● **DOCUMENT**:
-.-.-
Archive for the ‘private gardens’ Category
Lawn to Garden Conversion with a Weed Cloth Phase
This is how we usually do lawn conversions these days, a modified version of sheet mulching. Unlike the last lawn I showed, which was mostly just regular turf grass, this lawn had bermuda grass in it, a tougher beast to slay, really tenacious at fighting its way up through newspaper or cardboard. Instead of immediately sheet mulching and planting, I find it better to first cover the lawn with weed cloth and mulch for a few months — letting the Bermuda grass expend energy trying to fight up through the cloth — and then attack it wherever it makes it to the surface. It takes a little more patience, but it doesn’t add much labor or cost. It’s easy enough, once I’m ready to plant, to sweep the mulch off, pull the cloth, and finish off the Bermuda grass while I do the grading and prep for the new planting. Then, I do the new planting and put the mulch back on top of it, take the weed cloth off to use on my next project. Lawns are easy to kill, it’s the weeds in the lawn that sometimes take a little extra care.
Above is a before view from google earth, below is the lawn covered by mulch during the summer. The Bermuda grass came back especially strong at the edges, where it had roots going underneath the concrete of the front walkway and the curb. We got it pretty well by the time we finished the installation, but it still requires vigilance along the walkway.
A lot of lawn conversions involve adding a path through the new planting. This one needed steps as well.
-.-.-
● **WORK INSTRUCTIONS**:
(1) In the lawn conversion post, where did the Bermuda grass come back especially strong?
(2) Find every line of the entries that contains the word "cloud", with matching case, and copy each one.
The lawn conversion post has no connection to the entries that follow it.

● **EXTRACTED RECORDS**:
-.-.-
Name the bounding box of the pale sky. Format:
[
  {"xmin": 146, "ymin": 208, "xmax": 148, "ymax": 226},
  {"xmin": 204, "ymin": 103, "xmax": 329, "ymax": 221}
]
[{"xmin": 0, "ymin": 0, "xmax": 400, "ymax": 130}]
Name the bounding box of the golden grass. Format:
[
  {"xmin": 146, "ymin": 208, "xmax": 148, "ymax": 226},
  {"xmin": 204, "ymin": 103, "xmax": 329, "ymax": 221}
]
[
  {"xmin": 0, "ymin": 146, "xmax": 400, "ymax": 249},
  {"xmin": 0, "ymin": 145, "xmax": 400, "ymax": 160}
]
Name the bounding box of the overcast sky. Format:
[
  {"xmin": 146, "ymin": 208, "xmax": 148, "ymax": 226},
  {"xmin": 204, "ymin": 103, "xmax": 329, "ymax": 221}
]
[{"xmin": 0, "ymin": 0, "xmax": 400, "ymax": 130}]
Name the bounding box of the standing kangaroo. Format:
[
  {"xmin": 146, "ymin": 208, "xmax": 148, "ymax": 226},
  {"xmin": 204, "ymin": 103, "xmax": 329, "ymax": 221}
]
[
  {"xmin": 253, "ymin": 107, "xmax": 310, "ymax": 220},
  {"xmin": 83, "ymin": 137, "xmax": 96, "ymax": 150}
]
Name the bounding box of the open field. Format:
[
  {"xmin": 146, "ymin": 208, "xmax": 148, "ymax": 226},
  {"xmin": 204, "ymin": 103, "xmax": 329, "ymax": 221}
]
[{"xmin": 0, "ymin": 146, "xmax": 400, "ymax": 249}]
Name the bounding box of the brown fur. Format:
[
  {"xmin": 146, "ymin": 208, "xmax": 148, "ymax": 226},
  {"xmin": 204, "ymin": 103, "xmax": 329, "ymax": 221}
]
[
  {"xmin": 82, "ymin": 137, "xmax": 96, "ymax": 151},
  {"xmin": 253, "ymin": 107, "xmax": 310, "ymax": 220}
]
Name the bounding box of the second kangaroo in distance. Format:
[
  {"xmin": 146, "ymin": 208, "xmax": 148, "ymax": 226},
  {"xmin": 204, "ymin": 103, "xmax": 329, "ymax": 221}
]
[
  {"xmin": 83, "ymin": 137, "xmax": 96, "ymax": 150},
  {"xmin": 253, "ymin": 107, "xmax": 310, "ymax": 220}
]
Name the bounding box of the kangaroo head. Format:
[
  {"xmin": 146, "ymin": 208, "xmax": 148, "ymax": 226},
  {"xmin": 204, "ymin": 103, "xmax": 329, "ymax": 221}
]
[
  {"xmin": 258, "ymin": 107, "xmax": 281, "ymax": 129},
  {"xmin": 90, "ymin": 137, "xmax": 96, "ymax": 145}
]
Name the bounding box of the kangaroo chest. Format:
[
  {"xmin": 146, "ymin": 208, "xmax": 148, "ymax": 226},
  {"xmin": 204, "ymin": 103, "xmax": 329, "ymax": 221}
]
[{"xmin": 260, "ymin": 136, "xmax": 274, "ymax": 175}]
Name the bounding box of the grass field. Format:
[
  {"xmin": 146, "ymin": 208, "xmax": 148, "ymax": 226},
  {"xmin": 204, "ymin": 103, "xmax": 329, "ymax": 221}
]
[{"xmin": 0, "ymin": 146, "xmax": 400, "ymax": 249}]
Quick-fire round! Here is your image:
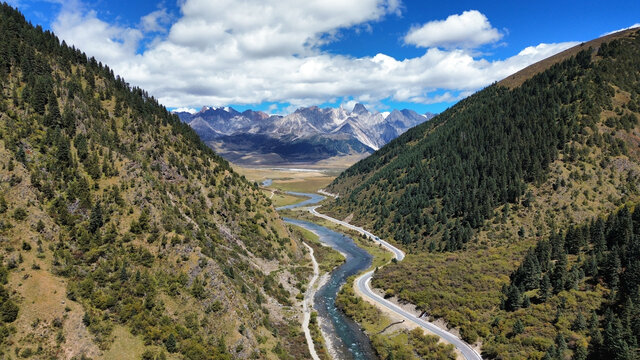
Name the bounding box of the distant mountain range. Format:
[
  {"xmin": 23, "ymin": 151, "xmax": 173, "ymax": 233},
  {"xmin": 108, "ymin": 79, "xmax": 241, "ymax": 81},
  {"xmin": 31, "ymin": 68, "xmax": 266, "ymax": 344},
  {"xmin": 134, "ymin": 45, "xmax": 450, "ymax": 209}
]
[{"xmin": 176, "ymin": 103, "xmax": 435, "ymax": 165}]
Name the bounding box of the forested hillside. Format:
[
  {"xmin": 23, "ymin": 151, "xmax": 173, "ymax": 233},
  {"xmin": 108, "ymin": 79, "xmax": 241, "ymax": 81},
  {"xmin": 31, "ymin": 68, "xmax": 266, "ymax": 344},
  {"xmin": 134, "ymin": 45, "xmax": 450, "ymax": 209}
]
[
  {"xmin": 329, "ymin": 28, "xmax": 640, "ymax": 251},
  {"xmin": 502, "ymin": 207, "xmax": 640, "ymax": 359},
  {"xmin": 323, "ymin": 29, "xmax": 640, "ymax": 359},
  {"xmin": 0, "ymin": 4, "xmax": 311, "ymax": 359}
]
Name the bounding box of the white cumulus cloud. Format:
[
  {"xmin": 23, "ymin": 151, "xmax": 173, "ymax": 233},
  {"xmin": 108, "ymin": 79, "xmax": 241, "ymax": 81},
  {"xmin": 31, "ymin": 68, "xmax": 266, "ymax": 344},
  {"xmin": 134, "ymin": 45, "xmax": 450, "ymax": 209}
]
[
  {"xmin": 404, "ymin": 10, "xmax": 503, "ymax": 49},
  {"xmin": 53, "ymin": 0, "xmax": 573, "ymax": 108}
]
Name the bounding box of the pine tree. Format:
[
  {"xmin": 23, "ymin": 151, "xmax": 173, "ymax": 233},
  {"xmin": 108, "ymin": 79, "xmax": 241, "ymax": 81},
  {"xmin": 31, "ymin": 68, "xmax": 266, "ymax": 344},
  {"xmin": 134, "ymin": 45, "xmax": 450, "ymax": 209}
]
[
  {"xmin": 538, "ymin": 273, "xmax": 552, "ymax": 302},
  {"xmin": 164, "ymin": 333, "xmax": 178, "ymax": 353},
  {"xmin": 89, "ymin": 202, "xmax": 103, "ymax": 234}
]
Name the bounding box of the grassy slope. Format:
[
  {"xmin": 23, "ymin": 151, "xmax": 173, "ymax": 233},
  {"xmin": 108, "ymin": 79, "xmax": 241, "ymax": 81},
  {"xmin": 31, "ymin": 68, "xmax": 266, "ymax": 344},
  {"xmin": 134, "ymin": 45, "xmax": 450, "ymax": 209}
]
[
  {"xmin": 0, "ymin": 6, "xmax": 309, "ymax": 359},
  {"xmin": 322, "ymin": 31, "xmax": 640, "ymax": 359}
]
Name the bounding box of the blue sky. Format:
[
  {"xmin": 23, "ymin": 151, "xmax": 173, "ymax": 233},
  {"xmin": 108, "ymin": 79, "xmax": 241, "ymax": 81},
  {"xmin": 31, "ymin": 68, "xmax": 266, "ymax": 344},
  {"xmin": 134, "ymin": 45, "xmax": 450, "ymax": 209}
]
[{"xmin": 9, "ymin": 0, "xmax": 640, "ymax": 113}]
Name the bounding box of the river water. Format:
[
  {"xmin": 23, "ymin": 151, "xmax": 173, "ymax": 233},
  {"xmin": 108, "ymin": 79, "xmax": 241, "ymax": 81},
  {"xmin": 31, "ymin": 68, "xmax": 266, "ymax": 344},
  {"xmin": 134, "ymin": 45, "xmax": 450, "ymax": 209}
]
[{"xmin": 277, "ymin": 188, "xmax": 377, "ymax": 360}]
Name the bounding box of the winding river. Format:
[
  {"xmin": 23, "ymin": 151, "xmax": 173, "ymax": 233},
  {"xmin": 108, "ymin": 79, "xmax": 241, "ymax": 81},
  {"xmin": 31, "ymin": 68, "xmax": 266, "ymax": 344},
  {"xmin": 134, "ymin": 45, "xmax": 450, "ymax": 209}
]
[{"xmin": 277, "ymin": 192, "xmax": 377, "ymax": 360}]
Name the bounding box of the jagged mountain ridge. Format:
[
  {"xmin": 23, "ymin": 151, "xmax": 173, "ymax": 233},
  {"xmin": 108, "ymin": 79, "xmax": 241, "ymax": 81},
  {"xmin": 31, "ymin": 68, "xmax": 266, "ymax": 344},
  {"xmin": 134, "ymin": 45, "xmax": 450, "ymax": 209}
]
[
  {"xmin": 0, "ymin": 3, "xmax": 310, "ymax": 359},
  {"xmin": 177, "ymin": 103, "xmax": 435, "ymax": 163}
]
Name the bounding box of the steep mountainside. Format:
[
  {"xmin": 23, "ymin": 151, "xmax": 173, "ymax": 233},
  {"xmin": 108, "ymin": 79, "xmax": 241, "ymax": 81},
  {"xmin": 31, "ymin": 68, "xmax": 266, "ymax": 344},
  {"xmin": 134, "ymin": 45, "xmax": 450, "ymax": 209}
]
[
  {"xmin": 177, "ymin": 104, "xmax": 433, "ymax": 164},
  {"xmin": 0, "ymin": 4, "xmax": 311, "ymax": 359},
  {"xmin": 323, "ymin": 29, "xmax": 640, "ymax": 359}
]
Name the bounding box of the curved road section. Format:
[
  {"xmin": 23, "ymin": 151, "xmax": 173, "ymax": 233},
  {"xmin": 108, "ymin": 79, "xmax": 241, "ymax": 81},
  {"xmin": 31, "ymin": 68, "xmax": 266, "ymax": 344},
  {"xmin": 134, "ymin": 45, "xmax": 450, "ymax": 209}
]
[
  {"xmin": 302, "ymin": 242, "xmax": 320, "ymax": 360},
  {"xmin": 309, "ymin": 202, "xmax": 482, "ymax": 360}
]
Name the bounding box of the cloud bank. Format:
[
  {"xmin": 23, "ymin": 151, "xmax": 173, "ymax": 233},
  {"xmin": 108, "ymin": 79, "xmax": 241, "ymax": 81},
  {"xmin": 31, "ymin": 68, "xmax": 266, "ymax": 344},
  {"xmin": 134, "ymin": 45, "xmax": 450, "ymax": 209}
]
[
  {"xmin": 52, "ymin": 0, "xmax": 574, "ymax": 108},
  {"xmin": 404, "ymin": 10, "xmax": 503, "ymax": 49}
]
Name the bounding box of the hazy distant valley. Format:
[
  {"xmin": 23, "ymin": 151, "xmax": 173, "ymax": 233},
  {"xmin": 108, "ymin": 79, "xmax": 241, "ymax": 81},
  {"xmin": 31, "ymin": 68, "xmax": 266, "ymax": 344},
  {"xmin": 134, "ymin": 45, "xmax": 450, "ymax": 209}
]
[{"xmin": 177, "ymin": 104, "xmax": 435, "ymax": 165}]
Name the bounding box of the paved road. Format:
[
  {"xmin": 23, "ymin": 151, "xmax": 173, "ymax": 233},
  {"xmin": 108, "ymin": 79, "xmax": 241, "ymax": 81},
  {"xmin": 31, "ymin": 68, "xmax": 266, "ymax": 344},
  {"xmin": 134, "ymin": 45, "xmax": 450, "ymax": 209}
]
[
  {"xmin": 309, "ymin": 206, "xmax": 482, "ymax": 360},
  {"xmin": 302, "ymin": 242, "xmax": 320, "ymax": 360}
]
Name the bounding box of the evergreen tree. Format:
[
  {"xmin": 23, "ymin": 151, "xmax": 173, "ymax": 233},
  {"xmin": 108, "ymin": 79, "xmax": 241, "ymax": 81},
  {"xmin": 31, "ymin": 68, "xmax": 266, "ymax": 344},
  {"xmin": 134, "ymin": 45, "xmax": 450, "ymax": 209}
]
[{"xmin": 89, "ymin": 202, "xmax": 103, "ymax": 234}]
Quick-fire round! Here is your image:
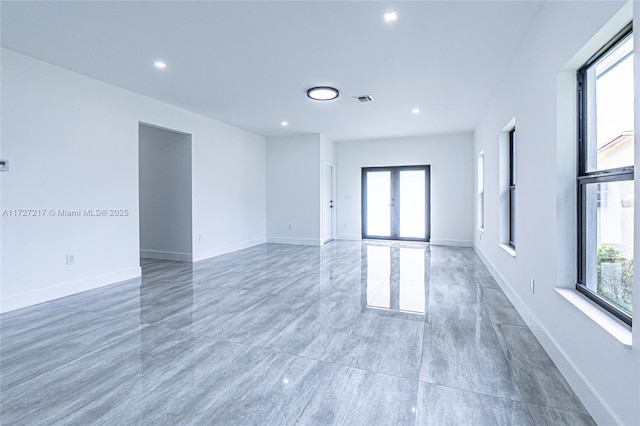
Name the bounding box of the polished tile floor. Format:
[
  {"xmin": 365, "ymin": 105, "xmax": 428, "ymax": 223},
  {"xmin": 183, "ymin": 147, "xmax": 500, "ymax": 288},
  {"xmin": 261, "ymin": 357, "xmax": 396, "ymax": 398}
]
[{"xmin": 0, "ymin": 241, "xmax": 594, "ymax": 426}]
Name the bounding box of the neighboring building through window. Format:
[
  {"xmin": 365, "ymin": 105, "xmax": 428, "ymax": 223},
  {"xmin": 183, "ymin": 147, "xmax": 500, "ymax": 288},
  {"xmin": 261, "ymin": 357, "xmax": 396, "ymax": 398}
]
[{"xmin": 576, "ymin": 24, "xmax": 635, "ymax": 325}]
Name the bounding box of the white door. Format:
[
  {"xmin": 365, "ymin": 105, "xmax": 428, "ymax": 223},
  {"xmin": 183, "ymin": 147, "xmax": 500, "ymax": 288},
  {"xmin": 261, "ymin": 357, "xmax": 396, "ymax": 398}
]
[{"xmin": 322, "ymin": 163, "xmax": 333, "ymax": 243}]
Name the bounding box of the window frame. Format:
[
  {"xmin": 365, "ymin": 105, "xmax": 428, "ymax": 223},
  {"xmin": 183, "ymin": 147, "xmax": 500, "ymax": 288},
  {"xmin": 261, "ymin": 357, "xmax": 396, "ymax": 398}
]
[
  {"xmin": 477, "ymin": 151, "xmax": 485, "ymax": 231},
  {"xmin": 576, "ymin": 22, "xmax": 637, "ymax": 326},
  {"xmin": 507, "ymin": 126, "xmax": 516, "ymax": 250}
]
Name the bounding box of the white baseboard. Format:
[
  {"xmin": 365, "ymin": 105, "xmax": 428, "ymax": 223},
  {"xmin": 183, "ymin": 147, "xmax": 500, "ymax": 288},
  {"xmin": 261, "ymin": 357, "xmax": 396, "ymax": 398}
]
[
  {"xmin": 336, "ymin": 234, "xmax": 362, "ymax": 241},
  {"xmin": 140, "ymin": 249, "xmax": 193, "ymax": 262},
  {"xmin": 0, "ymin": 266, "xmax": 141, "ymax": 313},
  {"xmin": 267, "ymin": 237, "xmax": 321, "ymax": 246},
  {"xmin": 429, "ymin": 238, "xmax": 473, "ymax": 247},
  {"xmin": 193, "ymin": 238, "xmax": 267, "ymax": 262},
  {"xmin": 473, "ymin": 244, "xmax": 622, "ymax": 424}
]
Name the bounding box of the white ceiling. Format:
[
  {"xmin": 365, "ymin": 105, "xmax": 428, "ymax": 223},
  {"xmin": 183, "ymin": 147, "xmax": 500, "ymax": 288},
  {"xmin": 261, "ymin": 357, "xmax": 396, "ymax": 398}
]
[{"xmin": 1, "ymin": 1, "xmax": 541, "ymax": 141}]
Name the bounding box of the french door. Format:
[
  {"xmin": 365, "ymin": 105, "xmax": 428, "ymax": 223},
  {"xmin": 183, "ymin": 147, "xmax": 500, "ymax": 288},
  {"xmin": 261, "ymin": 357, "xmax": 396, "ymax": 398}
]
[{"xmin": 362, "ymin": 166, "xmax": 430, "ymax": 241}]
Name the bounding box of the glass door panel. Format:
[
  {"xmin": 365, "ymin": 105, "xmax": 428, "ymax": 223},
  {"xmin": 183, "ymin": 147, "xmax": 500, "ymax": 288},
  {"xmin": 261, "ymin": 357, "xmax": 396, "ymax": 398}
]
[
  {"xmin": 366, "ymin": 171, "xmax": 391, "ymax": 237},
  {"xmin": 398, "ymin": 170, "xmax": 426, "ymax": 238}
]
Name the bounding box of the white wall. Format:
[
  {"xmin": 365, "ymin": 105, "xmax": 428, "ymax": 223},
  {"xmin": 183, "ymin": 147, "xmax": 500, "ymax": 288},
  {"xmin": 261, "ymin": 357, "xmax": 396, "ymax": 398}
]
[
  {"xmin": 473, "ymin": 1, "xmax": 640, "ymax": 425},
  {"xmin": 0, "ymin": 49, "xmax": 266, "ymax": 311},
  {"xmin": 138, "ymin": 124, "xmax": 192, "ymax": 262},
  {"xmin": 267, "ymin": 134, "xmax": 321, "ymax": 245},
  {"xmin": 320, "ymin": 134, "xmax": 338, "ymax": 239},
  {"xmin": 337, "ymin": 133, "xmax": 475, "ymax": 246}
]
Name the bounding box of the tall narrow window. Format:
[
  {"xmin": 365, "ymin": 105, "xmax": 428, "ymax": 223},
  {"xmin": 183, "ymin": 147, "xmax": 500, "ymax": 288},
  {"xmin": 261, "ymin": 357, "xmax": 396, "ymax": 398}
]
[
  {"xmin": 576, "ymin": 24, "xmax": 635, "ymax": 325},
  {"xmin": 478, "ymin": 153, "xmax": 484, "ymax": 229},
  {"xmin": 509, "ymin": 127, "xmax": 516, "ymax": 248}
]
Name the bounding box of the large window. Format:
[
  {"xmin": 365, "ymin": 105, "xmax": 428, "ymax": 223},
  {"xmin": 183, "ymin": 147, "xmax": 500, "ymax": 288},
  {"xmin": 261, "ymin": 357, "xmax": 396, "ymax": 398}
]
[
  {"xmin": 577, "ymin": 24, "xmax": 634, "ymax": 325},
  {"xmin": 509, "ymin": 127, "xmax": 516, "ymax": 249}
]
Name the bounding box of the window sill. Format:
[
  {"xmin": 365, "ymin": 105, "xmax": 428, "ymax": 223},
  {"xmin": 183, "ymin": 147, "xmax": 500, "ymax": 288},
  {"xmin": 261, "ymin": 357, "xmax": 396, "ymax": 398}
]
[
  {"xmin": 500, "ymin": 244, "xmax": 516, "ymax": 257},
  {"xmin": 555, "ymin": 288, "xmax": 632, "ymax": 348}
]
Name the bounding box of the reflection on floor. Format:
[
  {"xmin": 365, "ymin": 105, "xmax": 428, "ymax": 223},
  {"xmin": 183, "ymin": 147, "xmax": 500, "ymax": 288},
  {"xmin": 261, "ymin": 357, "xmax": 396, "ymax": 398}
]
[{"xmin": 0, "ymin": 241, "xmax": 594, "ymax": 425}]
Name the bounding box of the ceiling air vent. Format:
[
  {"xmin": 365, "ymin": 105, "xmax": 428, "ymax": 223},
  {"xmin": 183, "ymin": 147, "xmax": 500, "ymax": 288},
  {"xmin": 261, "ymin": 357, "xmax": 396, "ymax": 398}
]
[{"xmin": 353, "ymin": 95, "xmax": 373, "ymax": 104}]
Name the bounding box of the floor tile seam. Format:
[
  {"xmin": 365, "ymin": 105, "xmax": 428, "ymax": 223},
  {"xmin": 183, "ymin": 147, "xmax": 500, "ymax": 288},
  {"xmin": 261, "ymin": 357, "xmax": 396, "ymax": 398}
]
[
  {"xmin": 0, "ymin": 324, "xmax": 147, "ymax": 400},
  {"xmin": 231, "ymin": 340, "xmax": 420, "ymax": 383},
  {"xmin": 418, "ymin": 379, "xmax": 528, "ymax": 404},
  {"xmin": 525, "ymin": 401, "xmax": 595, "ymax": 421},
  {"xmin": 487, "ymin": 308, "xmax": 531, "ymax": 404},
  {"xmin": 30, "ymin": 300, "xmax": 146, "ymax": 324},
  {"xmin": 420, "ymin": 380, "xmax": 529, "ymax": 405},
  {"xmin": 524, "ymin": 402, "xmax": 536, "ymax": 425}
]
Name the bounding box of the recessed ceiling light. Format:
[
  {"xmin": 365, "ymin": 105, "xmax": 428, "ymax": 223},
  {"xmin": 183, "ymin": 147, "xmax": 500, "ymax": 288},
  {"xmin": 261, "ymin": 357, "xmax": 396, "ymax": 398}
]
[
  {"xmin": 307, "ymin": 86, "xmax": 340, "ymax": 101},
  {"xmin": 382, "ymin": 10, "xmax": 398, "ymax": 22}
]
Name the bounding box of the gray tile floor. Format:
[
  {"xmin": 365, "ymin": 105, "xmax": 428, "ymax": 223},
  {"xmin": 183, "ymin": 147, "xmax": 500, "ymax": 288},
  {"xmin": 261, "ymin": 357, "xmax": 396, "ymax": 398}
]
[{"xmin": 0, "ymin": 241, "xmax": 594, "ymax": 426}]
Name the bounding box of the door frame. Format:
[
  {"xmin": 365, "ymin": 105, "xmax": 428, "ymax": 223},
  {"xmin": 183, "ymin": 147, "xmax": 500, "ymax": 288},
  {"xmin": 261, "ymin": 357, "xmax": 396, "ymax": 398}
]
[
  {"xmin": 320, "ymin": 161, "xmax": 336, "ymax": 244},
  {"xmin": 360, "ymin": 165, "xmax": 431, "ymax": 242}
]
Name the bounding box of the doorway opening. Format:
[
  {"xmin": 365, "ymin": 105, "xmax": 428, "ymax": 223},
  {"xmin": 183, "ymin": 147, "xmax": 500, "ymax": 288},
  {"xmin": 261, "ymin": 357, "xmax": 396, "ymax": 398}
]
[
  {"xmin": 138, "ymin": 123, "xmax": 193, "ymax": 262},
  {"xmin": 362, "ymin": 166, "xmax": 431, "ymax": 241}
]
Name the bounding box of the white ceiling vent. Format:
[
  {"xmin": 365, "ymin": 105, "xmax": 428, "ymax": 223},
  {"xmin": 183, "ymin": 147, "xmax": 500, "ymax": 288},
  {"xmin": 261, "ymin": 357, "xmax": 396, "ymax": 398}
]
[{"xmin": 353, "ymin": 95, "xmax": 373, "ymax": 104}]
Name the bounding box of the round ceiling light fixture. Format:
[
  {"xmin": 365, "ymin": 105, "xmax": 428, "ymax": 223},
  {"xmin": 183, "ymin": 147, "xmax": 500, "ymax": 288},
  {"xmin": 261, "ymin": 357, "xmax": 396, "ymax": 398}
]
[{"xmin": 307, "ymin": 86, "xmax": 340, "ymax": 101}]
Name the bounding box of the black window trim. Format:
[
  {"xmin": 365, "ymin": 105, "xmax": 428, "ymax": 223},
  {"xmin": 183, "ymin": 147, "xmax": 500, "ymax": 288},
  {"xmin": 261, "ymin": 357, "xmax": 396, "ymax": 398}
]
[{"xmin": 576, "ymin": 22, "xmax": 635, "ymax": 326}]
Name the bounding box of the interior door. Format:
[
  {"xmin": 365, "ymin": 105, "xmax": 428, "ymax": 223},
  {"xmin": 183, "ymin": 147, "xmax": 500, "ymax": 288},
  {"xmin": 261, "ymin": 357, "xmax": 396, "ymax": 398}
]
[
  {"xmin": 322, "ymin": 163, "xmax": 333, "ymax": 243},
  {"xmin": 362, "ymin": 166, "xmax": 430, "ymax": 241}
]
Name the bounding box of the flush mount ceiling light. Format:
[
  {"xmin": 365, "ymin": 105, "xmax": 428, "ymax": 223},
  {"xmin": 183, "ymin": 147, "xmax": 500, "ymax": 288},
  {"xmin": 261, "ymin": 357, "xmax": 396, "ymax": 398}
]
[
  {"xmin": 307, "ymin": 86, "xmax": 340, "ymax": 101},
  {"xmin": 382, "ymin": 10, "xmax": 398, "ymax": 22}
]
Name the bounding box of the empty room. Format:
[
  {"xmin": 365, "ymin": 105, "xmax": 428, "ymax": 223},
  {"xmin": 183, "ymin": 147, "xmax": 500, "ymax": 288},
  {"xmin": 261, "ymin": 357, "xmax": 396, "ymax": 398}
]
[{"xmin": 0, "ymin": 0, "xmax": 640, "ymax": 426}]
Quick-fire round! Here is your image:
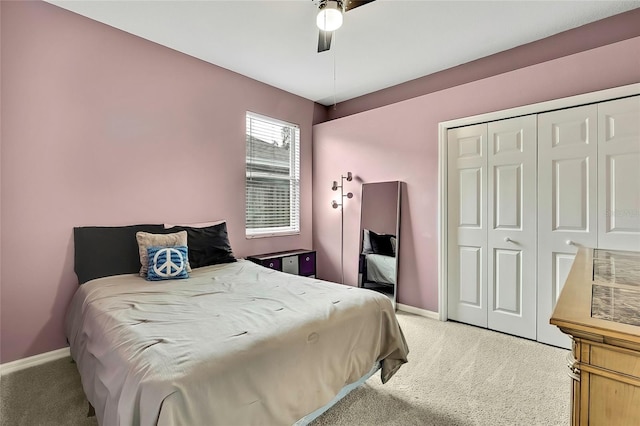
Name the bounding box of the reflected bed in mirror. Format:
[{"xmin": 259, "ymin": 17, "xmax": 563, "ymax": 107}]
[{"xmin": 358, "ymin": 181, "xmax": 401, "ymax": 307}]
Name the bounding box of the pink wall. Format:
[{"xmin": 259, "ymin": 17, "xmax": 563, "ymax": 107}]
[
  {"xmin": 324, "ymin": 7, "xmax": 640, "ymax": 124},
  {"xmin": 0, "ymin": 2, "xmax": 314, "ymax": 363},
  {"xmin": 313, "ymin": 37, "xmax": 640, "ymax": 311}
]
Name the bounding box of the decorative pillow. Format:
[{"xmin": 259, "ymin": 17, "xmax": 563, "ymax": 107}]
[
  {"xmin": 369, "ymin": 231, "xmax": 393, "ymax": 256},
  {"xmin": 362, "ymin": 229, "xmax": 373, "ymax": 254},
  {"xmin": 136, "ymin": 231, "xmax": 191, "ymax": 277},
  {"xmin": 147, "ymin": 246, "xmax": 189, "ymax": 281},
  {"xmin": 166, "ymin": 222, "xmax": 236, "ymax": 268}
]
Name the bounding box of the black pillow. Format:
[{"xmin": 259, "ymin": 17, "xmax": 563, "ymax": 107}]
[
  {"xmin": 168, "ymin": 222, "xmax": 236, "ymax": 268},
  {"xmin": 369, "ymin": 231, "xmax": 394, "ymax": 256}
]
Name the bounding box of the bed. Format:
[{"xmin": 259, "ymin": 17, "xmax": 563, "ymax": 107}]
[{"xmin": 65, "ymin": 225, "xmax": 408, "ymax": 426}]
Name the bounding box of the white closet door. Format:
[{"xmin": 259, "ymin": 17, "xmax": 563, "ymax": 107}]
[
  {"xmin": 447, "ymin": 124, "xmax": 487, "ymax": 327},
  {"xmin": 487, "ymin": 115, "xmax": 537, "ymax": 340},
  {"xmin": 598, "ymin": 96, "xmax": 640, "ymax": 251},
  {"xmin": 537, "ymin": 105, "xmax": 598, "ymax": 348}
]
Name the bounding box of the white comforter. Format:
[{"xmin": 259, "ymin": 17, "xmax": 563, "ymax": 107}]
-.-.-
● **OUTPUTS FOR THE TASKS**:
(1) At the edges, where its roots ran under the concrete of the front walkway and the curb.

(2)
Name the bounding box of the white cumulus cloud. Format:
Name the bounding box of the cloud bank. Format:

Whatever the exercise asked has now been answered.